◆ **Problem to solve**:
Copy everything in the listing below word for word, from its first line down through the line that contains "box: [141, 554, 400, 588]". Leave the picture out.

++++ Records ++++

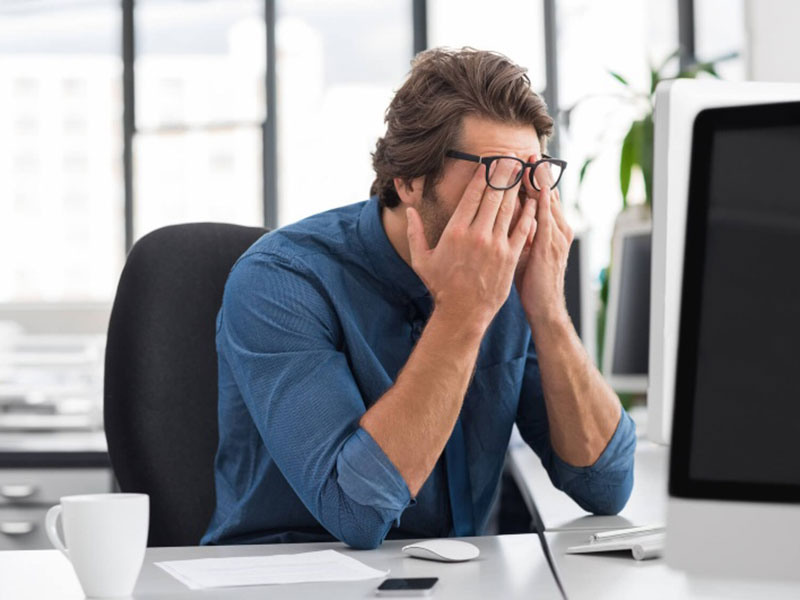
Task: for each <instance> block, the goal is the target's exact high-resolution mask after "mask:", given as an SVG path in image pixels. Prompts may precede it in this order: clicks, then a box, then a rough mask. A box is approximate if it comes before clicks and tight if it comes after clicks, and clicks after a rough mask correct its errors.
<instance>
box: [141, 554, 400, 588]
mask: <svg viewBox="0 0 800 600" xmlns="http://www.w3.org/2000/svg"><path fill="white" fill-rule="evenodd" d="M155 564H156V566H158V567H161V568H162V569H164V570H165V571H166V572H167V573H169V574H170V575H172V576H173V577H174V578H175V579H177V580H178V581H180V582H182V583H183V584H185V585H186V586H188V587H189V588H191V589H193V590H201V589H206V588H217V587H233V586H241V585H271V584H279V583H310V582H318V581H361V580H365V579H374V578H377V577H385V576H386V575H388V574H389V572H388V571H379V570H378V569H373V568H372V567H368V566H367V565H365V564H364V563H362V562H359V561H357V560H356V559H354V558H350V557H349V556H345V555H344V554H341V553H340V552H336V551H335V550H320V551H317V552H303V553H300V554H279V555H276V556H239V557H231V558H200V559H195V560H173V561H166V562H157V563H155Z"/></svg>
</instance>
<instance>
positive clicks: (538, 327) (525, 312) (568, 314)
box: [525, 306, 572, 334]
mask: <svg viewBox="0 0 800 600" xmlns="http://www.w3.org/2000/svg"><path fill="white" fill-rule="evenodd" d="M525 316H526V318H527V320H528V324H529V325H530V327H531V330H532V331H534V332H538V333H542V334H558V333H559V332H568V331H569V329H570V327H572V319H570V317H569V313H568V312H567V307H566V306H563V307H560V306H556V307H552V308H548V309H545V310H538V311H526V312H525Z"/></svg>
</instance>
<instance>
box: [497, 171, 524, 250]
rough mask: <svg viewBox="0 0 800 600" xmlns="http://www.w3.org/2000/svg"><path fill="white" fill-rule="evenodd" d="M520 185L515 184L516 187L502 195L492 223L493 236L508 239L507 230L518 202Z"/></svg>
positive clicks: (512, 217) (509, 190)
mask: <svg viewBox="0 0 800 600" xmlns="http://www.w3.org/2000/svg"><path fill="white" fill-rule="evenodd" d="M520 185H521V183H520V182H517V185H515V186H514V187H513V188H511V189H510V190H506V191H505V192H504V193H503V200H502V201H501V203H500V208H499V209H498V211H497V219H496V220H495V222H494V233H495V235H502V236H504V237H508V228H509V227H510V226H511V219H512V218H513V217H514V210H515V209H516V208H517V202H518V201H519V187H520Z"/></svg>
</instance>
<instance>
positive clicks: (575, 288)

++++

◆ **Response**:
Task: for each <instance> block, the goal is the target's exact high-resolution mask after "mask:", given as an SVG path in image pixels. Prompts may precede it in this order: clicks, then a box, then a rough mask. A box is approximate if it comes before clicks and tight if it comes after clicks, and clicks after a rough mask correct its errors.
<instance>
box: [141, 554, 400, 588]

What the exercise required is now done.